§ **Material for the task**:
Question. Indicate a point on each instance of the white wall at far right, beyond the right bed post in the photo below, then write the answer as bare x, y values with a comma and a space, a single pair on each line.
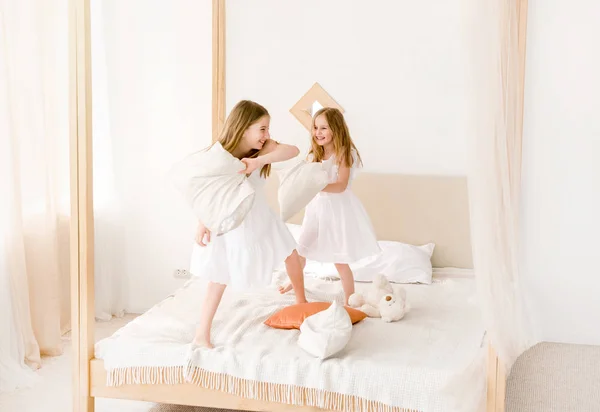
561, 167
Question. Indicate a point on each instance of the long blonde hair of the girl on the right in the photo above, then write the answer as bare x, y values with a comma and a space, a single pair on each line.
342, 142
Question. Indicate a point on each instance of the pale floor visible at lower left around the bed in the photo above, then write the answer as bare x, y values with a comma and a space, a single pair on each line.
53, 392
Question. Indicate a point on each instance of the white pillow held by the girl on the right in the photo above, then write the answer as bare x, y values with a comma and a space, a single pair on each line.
299, 184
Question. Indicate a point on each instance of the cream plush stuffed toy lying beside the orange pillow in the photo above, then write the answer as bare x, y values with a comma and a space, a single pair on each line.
380, 301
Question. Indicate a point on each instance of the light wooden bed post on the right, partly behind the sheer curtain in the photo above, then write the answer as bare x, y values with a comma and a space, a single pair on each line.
496, 394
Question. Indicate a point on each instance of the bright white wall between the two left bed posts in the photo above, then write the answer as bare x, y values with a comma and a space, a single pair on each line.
158, 69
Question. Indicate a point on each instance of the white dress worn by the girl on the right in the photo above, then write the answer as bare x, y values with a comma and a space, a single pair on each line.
336, 227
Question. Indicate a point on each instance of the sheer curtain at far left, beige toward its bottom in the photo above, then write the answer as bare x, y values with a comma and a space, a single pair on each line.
34, 182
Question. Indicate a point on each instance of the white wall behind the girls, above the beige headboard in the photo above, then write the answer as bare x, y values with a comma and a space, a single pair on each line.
397, 68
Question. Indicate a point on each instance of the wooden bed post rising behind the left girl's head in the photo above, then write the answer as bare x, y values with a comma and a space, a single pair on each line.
218, 67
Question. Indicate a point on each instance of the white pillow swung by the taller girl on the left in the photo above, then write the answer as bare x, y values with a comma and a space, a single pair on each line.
211, 184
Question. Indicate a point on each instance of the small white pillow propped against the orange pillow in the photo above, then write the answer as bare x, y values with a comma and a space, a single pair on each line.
326, 333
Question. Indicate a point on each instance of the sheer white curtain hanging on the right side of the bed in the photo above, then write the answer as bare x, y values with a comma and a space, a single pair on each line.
495, 173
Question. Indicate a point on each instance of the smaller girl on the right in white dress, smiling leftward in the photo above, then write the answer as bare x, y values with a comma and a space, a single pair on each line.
336, 228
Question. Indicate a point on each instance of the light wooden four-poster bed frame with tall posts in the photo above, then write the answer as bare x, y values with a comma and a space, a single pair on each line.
89, 374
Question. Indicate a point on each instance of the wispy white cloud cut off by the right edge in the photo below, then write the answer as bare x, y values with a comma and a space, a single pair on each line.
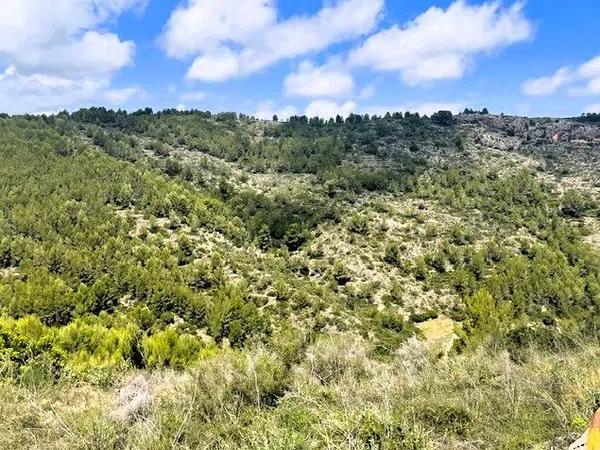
582, 80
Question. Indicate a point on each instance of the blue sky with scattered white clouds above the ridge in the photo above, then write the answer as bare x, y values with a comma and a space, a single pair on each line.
313, 57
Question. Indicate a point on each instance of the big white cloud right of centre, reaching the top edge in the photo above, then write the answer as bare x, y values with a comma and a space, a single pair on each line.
441, 44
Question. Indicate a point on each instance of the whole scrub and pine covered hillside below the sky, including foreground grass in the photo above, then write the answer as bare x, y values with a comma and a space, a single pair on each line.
191, 280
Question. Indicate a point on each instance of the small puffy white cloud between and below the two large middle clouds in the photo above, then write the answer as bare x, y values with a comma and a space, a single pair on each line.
324, 81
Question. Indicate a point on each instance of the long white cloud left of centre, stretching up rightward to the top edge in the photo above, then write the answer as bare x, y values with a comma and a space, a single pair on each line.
244, 37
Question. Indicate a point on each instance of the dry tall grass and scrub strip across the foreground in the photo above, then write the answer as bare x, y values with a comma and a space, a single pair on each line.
330, 395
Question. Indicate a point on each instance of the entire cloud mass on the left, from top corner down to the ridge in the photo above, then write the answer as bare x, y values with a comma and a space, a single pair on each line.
59, 53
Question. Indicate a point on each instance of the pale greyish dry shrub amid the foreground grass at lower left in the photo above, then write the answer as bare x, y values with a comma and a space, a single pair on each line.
133, 400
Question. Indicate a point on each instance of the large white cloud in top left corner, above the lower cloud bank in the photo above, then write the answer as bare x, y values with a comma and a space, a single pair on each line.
61, 36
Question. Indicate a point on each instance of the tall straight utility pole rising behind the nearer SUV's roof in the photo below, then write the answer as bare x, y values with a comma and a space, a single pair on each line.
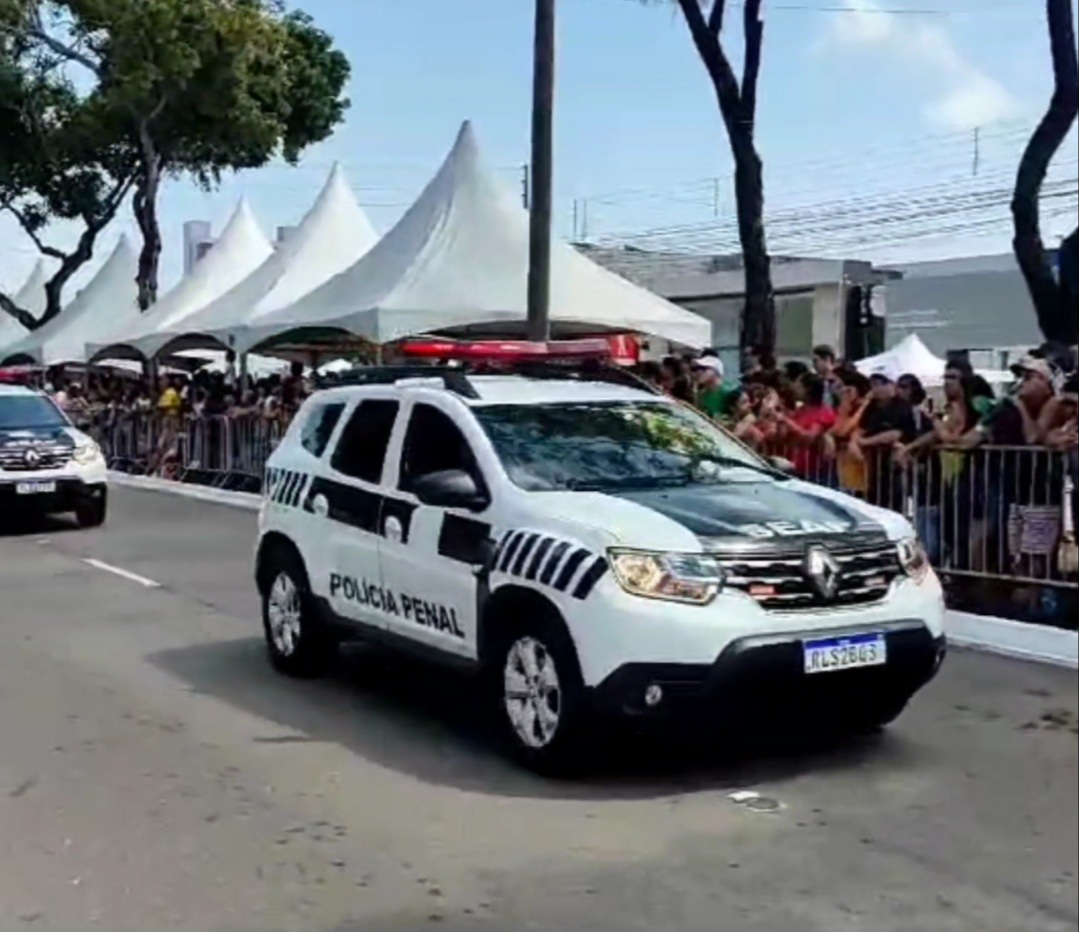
542, 174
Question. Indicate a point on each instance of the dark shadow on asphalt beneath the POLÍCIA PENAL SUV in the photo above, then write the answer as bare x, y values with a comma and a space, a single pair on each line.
429, 724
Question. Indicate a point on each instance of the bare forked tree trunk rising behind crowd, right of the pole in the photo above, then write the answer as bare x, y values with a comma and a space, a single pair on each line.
737, 103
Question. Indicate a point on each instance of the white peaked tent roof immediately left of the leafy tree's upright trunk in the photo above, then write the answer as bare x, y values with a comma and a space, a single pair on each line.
108, 303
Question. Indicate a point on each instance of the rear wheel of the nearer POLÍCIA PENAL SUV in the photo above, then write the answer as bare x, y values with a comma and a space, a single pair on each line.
298, 643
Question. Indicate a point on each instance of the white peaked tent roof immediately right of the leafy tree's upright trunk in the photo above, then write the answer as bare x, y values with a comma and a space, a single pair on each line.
242, 249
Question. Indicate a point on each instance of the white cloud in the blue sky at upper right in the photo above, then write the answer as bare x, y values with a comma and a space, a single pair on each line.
965, 98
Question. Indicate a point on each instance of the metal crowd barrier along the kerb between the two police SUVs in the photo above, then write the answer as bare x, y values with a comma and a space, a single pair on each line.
222, 451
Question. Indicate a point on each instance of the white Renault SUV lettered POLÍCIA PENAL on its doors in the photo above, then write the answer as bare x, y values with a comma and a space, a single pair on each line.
594, 549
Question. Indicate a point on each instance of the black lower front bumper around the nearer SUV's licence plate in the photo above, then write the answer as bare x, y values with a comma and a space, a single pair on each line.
763, 678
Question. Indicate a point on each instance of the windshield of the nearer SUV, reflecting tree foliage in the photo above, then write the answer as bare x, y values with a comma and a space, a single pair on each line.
610, 446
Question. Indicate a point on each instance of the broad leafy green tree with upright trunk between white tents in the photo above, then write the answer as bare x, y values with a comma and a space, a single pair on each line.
196, 88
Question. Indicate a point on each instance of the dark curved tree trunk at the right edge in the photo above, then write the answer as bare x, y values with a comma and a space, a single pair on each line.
1054, 304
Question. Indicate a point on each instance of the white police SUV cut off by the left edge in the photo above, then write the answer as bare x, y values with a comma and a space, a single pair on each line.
47, 467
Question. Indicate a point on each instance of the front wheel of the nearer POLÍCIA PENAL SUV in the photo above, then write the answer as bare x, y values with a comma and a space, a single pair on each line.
544, 721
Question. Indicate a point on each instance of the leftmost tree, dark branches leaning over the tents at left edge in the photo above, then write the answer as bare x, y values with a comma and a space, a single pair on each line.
60, 160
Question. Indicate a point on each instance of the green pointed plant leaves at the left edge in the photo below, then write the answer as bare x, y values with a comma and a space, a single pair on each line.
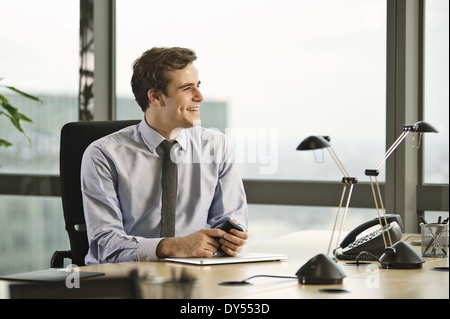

§ **Try it**: Would you print the listing above in full, exactly, but with no pictures?

§ **Answer**:
Question. Indicate a point on each instance of the white wall at far right, beyond the right bed post in the photo below, then write the answer as bare x, y values with a comma and a space, a single pair on each line.
561, 167
Question. Indicate a point on each instance of the long blonde hair of the girl on the right in the photo above, then write the answer as bare x, y values with a comma and a space, a single pair on each line.
342, 142
Question. Indicate a point on each instance of the pale floor visible at lower left around the bed in the photo above, then write the answer as bare x, y values with a comma and a space, a single pair on each line.
53, 392
Question. Indicate a point on each instance of the white pillow held by the girl on the right in the photo above, then write the answer as bare x, y values with a comma and a space, a single pair on each line.
299, 184
Question. Indicate a point on each instance of the cream plush stuffed toy lying beside the orange pillow in the photo above, then write the answer as bare x, y values with a comma and a space, a single pair on each line.
380, 301
Question. Indicate a point on each instance of the light wooden bed post on the right, partly behind the sheer curtain in the photo above, then write the answer as bare x, y values with a comma and a space, a single pair on each line.
496, 394
Question. Indicate a point on each instance of the bright white wall between the two left bed posts in the photo above, then write the answer as bare x, y values with a comma and a space, a single pair on each line.
158, 69
Question. Indicate a point on each instance of the white dress worn by the girl on the right in the photo above, then write the answer as bare x, y values with a comma and a space, a single pair on each line.
336, 227
Question. Indicate a point on each instance of the sheer curtain at far left, beige toward its bottom in the photo above, then write the answer as bare x, y values with a comma and a space, a single pair on each line.
34, 182
Question. Indicate a point on each instance of the white wall behind the girls, above the beige headboard in the photo above, then write the answer as bare x, y values with a comma and a space, a single pair on each line.
397, 68
Question. Indicate a point on each instance of the wooden bed post rising behind the left girl's head in the photo above, then write the answer as bare x, y values with a comma and a space, a single pair on each line.
218, 67
Question. Indicate a point on each instance of the white pillow swung by the taller girl on the left in the photo above, then write the answer as bare x, y values with a comma and a space, a single pair on each line.
211, 184
Question. Indicate a point on each instance of the small white pillow propped against the orange pillow in the photo above, then write the answer as bare x, y values with a comma and a space, a single pair on each line.
326, 333
Question. Indicate a point on each instance of the sheer white curtain hanging on the right side of the bed in the photo above, then write the answer as bare x, y values with a comma and a space, a single pair on each line.
495, 173
Question. Indicate a point on each instance of the smaller girl on the right in white dress, smiling leftward in the photo above, then write the answer as bare x, y values with a comma and a space, a single pair on each line.
336, 228
Question. Indicate a point on each instance of the light wooden four-poster bed frame with tall posts in the photo above, then write the answer as bare x, y values with a comma and a space, a single pair on each line.
89, 374
Question. Indicate a point on each instance of the wispy white cloud cut off by the right edge in the photo below, then write the answer as bare x, y values with a comma and a space, a single pair on each line.
582, 80
Question. Indicate a point on each instance of the blue sky with scattered white clouds above the ridge in the photo above, then write the answer as bare x, y values with a comma and a space, a single pair on each line.
313, 57
Question. Indicate a point on each instance of the big white cloud right of centre, reaching the top edge in the photo above, then write the answer as bare x, y values with a comma and a space, a single pair on each line.
441, 44
Question. Indicate a point on each instance of the whole scrub and pine covered hillside below the sky, including foreground grass in the photo above, then write the answer as bare x, y values with a comma and a space, a single pair on each line.
191, 280
Question. Indicate a point on each instance of the small puffy white cloud between and below the two large middle clouds in the photo above, then write the answer as bare x, y values with a comma and a space, a single pair on each line.
324, 81
Question. Indicate a point on each instance of the long white cloud left of centre, stretching up rightward to the top edge in the photo above, then write the answer as bare x, y values with a comma and a space, a single pair on each line.
244, 37
Question. Indicate a point on each instance of the dry tall grass and scrub strip across the foreground in the photo above, then write the answer as bare x, y values with a comma and a space, a single pair on each line.
330, 395
Question. Indicate a point on each instance of the entire cloud mass on the left, from top corner down to the ridge in the photo above, then write the answer as bare x, y values with a comma and a space, a single pair on each line.
59, 53
Question. Indicate a point on each instance of the pale greyish dry shrub amid the foreground grass at lower left in the photo above, then write the answer as bare x, y values with a comma and a space, a single pair on each line.
133, 400
Question. Indicate a point on each instance of the large white cloud in top left corner, above the lower cloud bank in the photo above, then write the answer as bare x, y values with a comma and a space, a single pair on each line.
61, 36
Question. Indicate a point on each instance of the tall straight utility pole rising behind the nearer SUV's roof in the photo below, then write the answer as bare x, y values with a comma and a space, a single pair on each line.
542, 174
Question. Indicate a point on each instance of the dark shadow on asphalt beneath the POLÍCIA PENAL SUV in the photo above, then write the answer as bare x, y values with a comma and a space, a single pair on each line.
429, 724
Question. Indicate a point on each instance of the bare forked tree trunk rising behind crowd, right of the pole in the photo above, then write the answer as bare x, y values with a comma and a space, a single pair on each line.
737, 103
Question. Indicate a point on each instance of the white peaked tent roof immediately left of the leafy tree's upright trunk in the photo above, then write the answer as bare x, y values with a comma and a space, a single pair on each line.
108, 303
Question. Indicate a point on each instance of the rear wheel of the nearer POLÍCIA PENAL SUV in the photo above, then write the answer as bare x, y values with a comma and a space, a single pair on each line.
298, 643
Question. Indicate a point on each instance of the white peaked tent roof immediately right of the leafy tree's upright trunk in the photo above, then write the answer as bare x, y values with a comma and a space, a single pair on each line.
242, 249
Question. Indicate a point on each instance of the white cloud in the blue sky at upper right in the photo above, then write the answer as bare x, y values with a comma and a space, a single pair on each line.
965, 98
Question. Indicate a point on each instance of the metal crowd barrier along the kerb between the two police SUVs in the photo above, then write the answer as bare x, y values with a comma and a space, a single pair on each line.
222, 451
Question. Indicate a point on each instance of the white Renault SUV lettered POLÍCIA PENAL on its doors in the photo above, then write the answer as bare x, y values with a comma and a space, a single pair on each line.
594, 549
Question. Indicate a point on each instance of the black lower front bumper around the nearer SUV's licence plate in the photo above, then write the answer as bare x, y values with a comma and a space, a single pair on each line.
763, 678
Question. Indicate a point on each instance of the windshield of the nearer SUV, reflecting tree foliage in the photo above, then write the answer as bare x, y values with a comma and a space, a single pair on each line.
610, 446
Question. Indicate a point on each instance of the broad leafy green tree with upright trunk between white tents in the photo above, then write the answer as bare x, y values with a comma and a space, a single pair on each line.
196, 88
Question. Indicate a point on each instance of the dark curved tree trunk at the right edge in the photo above, then write the answer as bare x, y values with a comma and a space, a single pair on each line.
1054, 304
Question. Indicate a point on each instance of the white police SUV cut off by the left edge in the photo above, then write the answer as bare x, y values with a comma and a space, a single pair on each line.
47, 467
Question. Indicate a point on each instance of the front wheel of the nearer POLÍCIA PENAL SUV in the photo above, then write the answer as bare x, y values with a comma and a space, a single pair on each line.
544, 721
Question. Indicate a point on each instance of the leftmost tree, dark branches leaning over the tents at left edge in the photo above, then write the answer as bare x, y values with a comma and a space, a single pair on each line.
60, 160
Question. Indicate a point on each instance of the green pointed plant leaves at the left edge in the photo below, then write the answer as bare x, y values with a comma and a space, a single pair on each line.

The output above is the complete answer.